DATA RECORDS:
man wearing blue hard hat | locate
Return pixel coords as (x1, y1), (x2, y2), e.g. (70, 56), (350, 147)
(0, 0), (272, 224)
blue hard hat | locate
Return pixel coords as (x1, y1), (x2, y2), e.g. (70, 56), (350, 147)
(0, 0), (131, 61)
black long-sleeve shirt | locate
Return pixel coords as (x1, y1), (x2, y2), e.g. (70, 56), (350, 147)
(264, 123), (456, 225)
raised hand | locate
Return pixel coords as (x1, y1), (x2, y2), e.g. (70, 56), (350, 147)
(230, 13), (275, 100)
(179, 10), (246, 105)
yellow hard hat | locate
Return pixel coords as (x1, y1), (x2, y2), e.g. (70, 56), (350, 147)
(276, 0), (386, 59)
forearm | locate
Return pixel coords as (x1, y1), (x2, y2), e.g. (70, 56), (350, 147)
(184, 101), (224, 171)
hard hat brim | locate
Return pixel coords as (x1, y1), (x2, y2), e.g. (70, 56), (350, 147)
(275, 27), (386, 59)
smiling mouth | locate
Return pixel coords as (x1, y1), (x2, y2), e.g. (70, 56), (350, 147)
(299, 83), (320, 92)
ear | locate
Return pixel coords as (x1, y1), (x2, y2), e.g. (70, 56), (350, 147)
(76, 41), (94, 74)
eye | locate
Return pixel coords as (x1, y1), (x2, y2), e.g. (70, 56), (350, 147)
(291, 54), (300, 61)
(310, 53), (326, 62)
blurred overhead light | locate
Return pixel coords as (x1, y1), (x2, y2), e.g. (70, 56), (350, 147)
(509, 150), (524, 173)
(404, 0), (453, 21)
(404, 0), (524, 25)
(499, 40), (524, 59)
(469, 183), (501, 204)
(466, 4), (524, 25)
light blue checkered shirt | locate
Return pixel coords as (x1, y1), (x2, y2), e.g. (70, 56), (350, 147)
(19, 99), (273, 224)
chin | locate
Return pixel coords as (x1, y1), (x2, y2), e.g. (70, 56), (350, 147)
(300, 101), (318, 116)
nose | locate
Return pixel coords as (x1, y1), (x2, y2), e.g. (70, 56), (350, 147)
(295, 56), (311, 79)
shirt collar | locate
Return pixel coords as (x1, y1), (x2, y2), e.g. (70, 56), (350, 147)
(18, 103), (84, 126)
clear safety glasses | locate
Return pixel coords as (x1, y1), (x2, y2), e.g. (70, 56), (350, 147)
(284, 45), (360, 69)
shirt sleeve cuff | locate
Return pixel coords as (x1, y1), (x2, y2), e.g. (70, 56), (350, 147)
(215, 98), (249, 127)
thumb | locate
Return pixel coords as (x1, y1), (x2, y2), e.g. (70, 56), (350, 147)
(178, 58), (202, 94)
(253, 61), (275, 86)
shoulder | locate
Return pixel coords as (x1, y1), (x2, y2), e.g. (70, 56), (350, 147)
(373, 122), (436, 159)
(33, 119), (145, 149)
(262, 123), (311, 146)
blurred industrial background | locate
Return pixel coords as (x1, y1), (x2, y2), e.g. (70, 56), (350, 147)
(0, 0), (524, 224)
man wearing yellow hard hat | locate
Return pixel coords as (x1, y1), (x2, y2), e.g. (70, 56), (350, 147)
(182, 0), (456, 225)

WORK REQUIRED: Pull out every line of the data that contains the string "sleeve", and copy each one unchanged.

RESULT:
black long-sleeve shirt | locate
shirt sleeve cuff | locate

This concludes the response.